WHAT THE TASK ASKS: Copy out all of the lines below word for word, but leave the picture out.

DATA SUPPLIED:
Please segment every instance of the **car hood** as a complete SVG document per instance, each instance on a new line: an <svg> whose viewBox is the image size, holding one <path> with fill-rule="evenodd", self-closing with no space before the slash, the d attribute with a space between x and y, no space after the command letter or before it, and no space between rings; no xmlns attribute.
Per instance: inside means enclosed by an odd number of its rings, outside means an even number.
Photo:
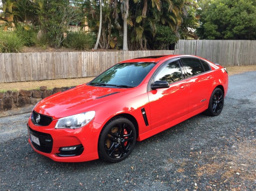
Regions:
<svg viewBox="0 0 256 191"><path fill-rule="evenodd" d="M94 110L98 104L123 94L125 89L81 85L51 96L39 102L34 110L53 119Z"/></svg>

REPLY:
Please segment every instance of the **car hood** as a complete SVG document per instance, each instance on a new line: an <svg> whose viewBox is the image size, holding one <path> with fill-rule="evenodd", self-closing with no space before the slash, the d attribute with a space between x and y, no space after the command letter or before it, and no space between rings; no xmlns attribute.
Per instance: inside means enclosed by an odd number of its rings, outside means an even number.
Photo:
Regions:
<svg viewBox="0 0 256 191"><path fill-rule="evenodd" d="M94 110L98 104L123 94L125 89L81 85L51 96L39 102L34 110L53 119Z"/></svg>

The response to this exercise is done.